Exercise task:
Copy, word for word, the part of the passage on the Forest School that opens with the words containing "The school ran" and closes with "kind of venture.".

Excerpted passage:
##############################

Ernest Westlake’s idea in this quotation is reminiscent of A.S. Neill. They were of the same generation, both were pacifists, and they saw the faults in conventional schooling. There is a lot to meditate on in these few words: what school these days would use the word “instincts”? The idea that industrialized society, with its mass education, was doing something inhumane to children was a common theme of the early twentieth-century that also found expression in the Wandervögel, the Hitler Youth, the Boy Scouts and the Little Commonwealth. (I did some investigation on a Galician nationalist youth group a few years ago, which you can read about here.) These were also the years of the development of the Youth Hostel Association.
There are key differences with the FSA, For a start, it was a private school for the children of wealthy parents. It was for children of all ages and had an emphasis on the woodland crafts that “veteran kids” could learn. There was an ambitious formal curriculum, but children were given considerable freedom; the school assumed that children wanted to learn and the exercise of responsibility was one of the ways to succeed in formal learning. It did not try to fit in with the mainstream; it was clearly in opposition to current trends in state and private education. This was not a school that needed to fit in with the National Curriculum, which was a hazy thing in the pre-war years when the Forest School flourished. Rutter devised his own program that aimed to give youngsters a real experience of freedom, self-reliance and personal power.
The school ran for ten years before the outbreak of World War II, when it was forced to close due to the conscription of its highly-qualified staff.
The most remarkable feature was woodcraft and survival skills. You might compare it to the Boy Scouts which had a similar method of badges of merit and there is a slight connection between Westlake and Baden Powell. Prior to setting up The Forest School, Westlake set up the Order of Woodcraft Chivalry during the First World War. The first lodge was set up in 1916 at the Quaker school of Sidcot in Somerset. I know this school well and have a friend who taught there for a while. It is nestled in the beautiful Mendip hills with easy access to wood and farmland; the perfect place for this kind of venture.
His intention was to provide a pacifist option to the imperialistic, jingoistic and nationalistic Scouts. He knew Baden Powell and sympathized with some of his intentions but he was a Quaker himself. Quakers are pacifists. It was the second year of the Great War and he wanted to provide an option for youngsters that did not have the militaristic overtones of the Scouts. The crossovers, however, are clear. My father was a Scout. For the Queen’s Medal, he had to swim across a lake keeping a flame alight; this was also one of the graduation “tests” in The Forest School.

##############################

Collected data:

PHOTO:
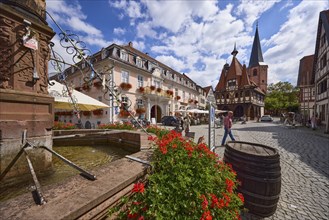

##############################

Reply:
The school ran for ten years before the outbreak of World War II, when it was forced to close due to the conscription of its highly-qualified staff.
The most remarkable feature was woodcraft and survival skills. You might compare it to the Boy Scouts which had a similar method of badges of merit and there is a slight connection between Westlake and Baden Powell. Prior to setting up The Forest School, Westlake set up the Order of Woodcraft Chivalry during the First World War. The first lodge was set up in 1916 at the Quaker school of Sidcot in Somerset. I know this school well and have a friend who taught there for a while. It is nestled in the beautiful Mendip hills with easy access to wood and farmland; the perfect place for this kind of venture.